■ ACTIVITY:
The answer must consist of the records below, repeated exactly.

■ DATA UNDER STUDY:
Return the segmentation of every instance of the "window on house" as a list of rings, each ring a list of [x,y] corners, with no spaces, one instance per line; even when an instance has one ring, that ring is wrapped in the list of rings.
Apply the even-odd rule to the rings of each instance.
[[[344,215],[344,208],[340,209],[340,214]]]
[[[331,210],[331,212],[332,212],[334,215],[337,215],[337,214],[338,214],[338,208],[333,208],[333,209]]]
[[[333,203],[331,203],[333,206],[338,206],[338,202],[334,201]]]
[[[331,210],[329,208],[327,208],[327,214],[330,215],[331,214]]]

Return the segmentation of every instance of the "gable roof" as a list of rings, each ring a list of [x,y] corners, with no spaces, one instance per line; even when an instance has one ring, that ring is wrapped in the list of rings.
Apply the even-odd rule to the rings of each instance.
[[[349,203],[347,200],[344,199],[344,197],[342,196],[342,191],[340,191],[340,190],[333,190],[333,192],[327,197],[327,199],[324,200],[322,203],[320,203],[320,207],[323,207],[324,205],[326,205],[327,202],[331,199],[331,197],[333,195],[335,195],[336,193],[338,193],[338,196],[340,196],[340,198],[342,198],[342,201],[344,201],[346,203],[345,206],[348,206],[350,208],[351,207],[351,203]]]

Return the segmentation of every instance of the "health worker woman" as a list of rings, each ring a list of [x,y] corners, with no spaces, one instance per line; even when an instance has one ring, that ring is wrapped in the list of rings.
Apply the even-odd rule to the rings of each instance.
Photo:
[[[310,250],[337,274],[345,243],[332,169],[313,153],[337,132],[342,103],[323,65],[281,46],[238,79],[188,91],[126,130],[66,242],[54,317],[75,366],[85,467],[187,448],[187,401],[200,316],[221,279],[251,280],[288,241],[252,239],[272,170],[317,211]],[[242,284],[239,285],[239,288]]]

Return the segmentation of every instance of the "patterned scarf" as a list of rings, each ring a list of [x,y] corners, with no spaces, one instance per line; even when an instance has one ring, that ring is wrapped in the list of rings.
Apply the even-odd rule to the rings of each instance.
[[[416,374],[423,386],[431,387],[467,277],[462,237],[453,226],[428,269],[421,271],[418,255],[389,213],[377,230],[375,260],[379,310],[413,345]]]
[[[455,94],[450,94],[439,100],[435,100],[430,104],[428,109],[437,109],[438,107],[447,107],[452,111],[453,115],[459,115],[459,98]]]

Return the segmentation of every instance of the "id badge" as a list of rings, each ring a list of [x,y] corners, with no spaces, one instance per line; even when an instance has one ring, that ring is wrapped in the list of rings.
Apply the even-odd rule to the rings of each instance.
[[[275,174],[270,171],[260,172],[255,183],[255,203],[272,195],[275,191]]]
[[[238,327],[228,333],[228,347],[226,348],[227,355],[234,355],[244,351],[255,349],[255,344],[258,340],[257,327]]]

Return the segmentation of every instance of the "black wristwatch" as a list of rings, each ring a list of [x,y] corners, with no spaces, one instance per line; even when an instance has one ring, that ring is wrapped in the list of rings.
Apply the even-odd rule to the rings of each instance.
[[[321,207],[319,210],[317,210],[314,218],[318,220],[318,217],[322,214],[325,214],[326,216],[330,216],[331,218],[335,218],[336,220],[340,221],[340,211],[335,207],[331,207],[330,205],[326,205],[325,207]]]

■ ANSWER FOR THIS EXERCISE:
Return the segmentation of every instance of the "window on house" as a list of rings, each ring a list of [x,y] corners, with no spaces, one instance per line; even when an instance has one ring, that ring is wrapped in the list of rings.
Apply the even-odd rule to the rings of each instance.
[[[344,215],[344,208],[340,209],[340,214]]]
[[[331,210],[331,212],[332,212],[334,215],[337,215],[337,214],[338,214],[338,208],[333,208],[333,209]]]
[[[333,203],[331,203],[333,206],[338,206],[338,202],[334,201]]]
[[[331,210],[329,208],[327,208],[327,214],[330,215],[331,214]]]

Return the segmentation of every instance of the "gable roof" as a list of rings, each ring a list of [x,y] corners, with no spaces, one instance per line; even when an instance has one ring, that ring is wrapped in the list of rings.
Apply the even-odd rule to the rings of each instance.
[[[349,203],[347,200],[344,199],[344,197],[342,196],[342,191],[340,191],[340,190],[333,190],[333,192],[327,197],[327,199],[324,200],[322,203],[320,203],[320,207],[323,207],[324,205],[326,205],[327,202],[331,199],[331,197],[333,195],[335,195],[336,193],[338,193],[338,196],[340,196],[340,198],[342,198],[342,201],[344,201],[346,203],[345,206],[348,206],[350,208],[351,207],[351,203]]]

Return the segmentation of every instance of the "health worker woman" as a list of rings, each ring a list of [x,y] corners, with no spaces, one instance per line; even when an instance has one ring, that ring is wrapped in the list of rings.
Apply the even-odd rule to the rings of each instance.
Photo:
[[[310,250],[337,274],[345,243],[332,169],[313,153],[337,132],[342,103],[323,65],[281,46],[238,79],[188,91],[126,130],[66,242],[54,317],[75,366],[85,467],[187,448],[187,401],[200,316],[221,279],[251,280],[288,241],[252,239],[272,170],[317,211]],[[242,284],[239,285],[239,288]]]

Return the segmentation of every instance of the "patterned scarf" as a list of rings, each ring a list of [x,y] corners, with no spaces, one instance per line; even when an instance has one ring, that ring is wrapped in the list of rings.
Apply the even-odd rule to the rings of each instance.
[[[416,374],[423,386],[431,387],[467,277],[462,237],[453,226],[428,269],[421,271],[418,255],[389,213],[377,230],[375,260],[379,310],[413,345]]]
[[[455,94],[450,94],[439,100],[435,100],[430,104],[428,109],[437,109],[438,107],[447,107],[452,111],[453,115],[459,115],[459,98]]]

Return the segmentation of every instance of the "id badge" as a list of rings, each ring a list of [x,y] corners, with no spaces, one instance per line; even when an instance has one ring, that ring is wrapped in the list of rings.
Apply the even-odd rule to the rings of each instance.
[[[275,174],[270,171],[260,172],[255,183],[255,203],[272,195],[275,191]]]
[[[238,327],[228,333],[228,347],[226,348],[227,355],[234,355],[244,351],[255,349],[255,344],[258,340],[257,327]]]

Return the segmentation of every instance of the "black wristwatch" as a list of rings, each ring a list of [x,y] corners, with no spaces, one instance per line; even when an instance has one ring, that ring is wrapped in the list of rings.
Apply the even-odd rule to the rings of each instance.
[[[321,207],[319,210],[317,210],[314,218],[318,220],[318,217],[322,214],[325,214],[326,216],[330,216],[331,218],[335,218],[336,220],[340,221],[340,211],[335,207],[331,207],[330,205],[326,205],[325,207]]]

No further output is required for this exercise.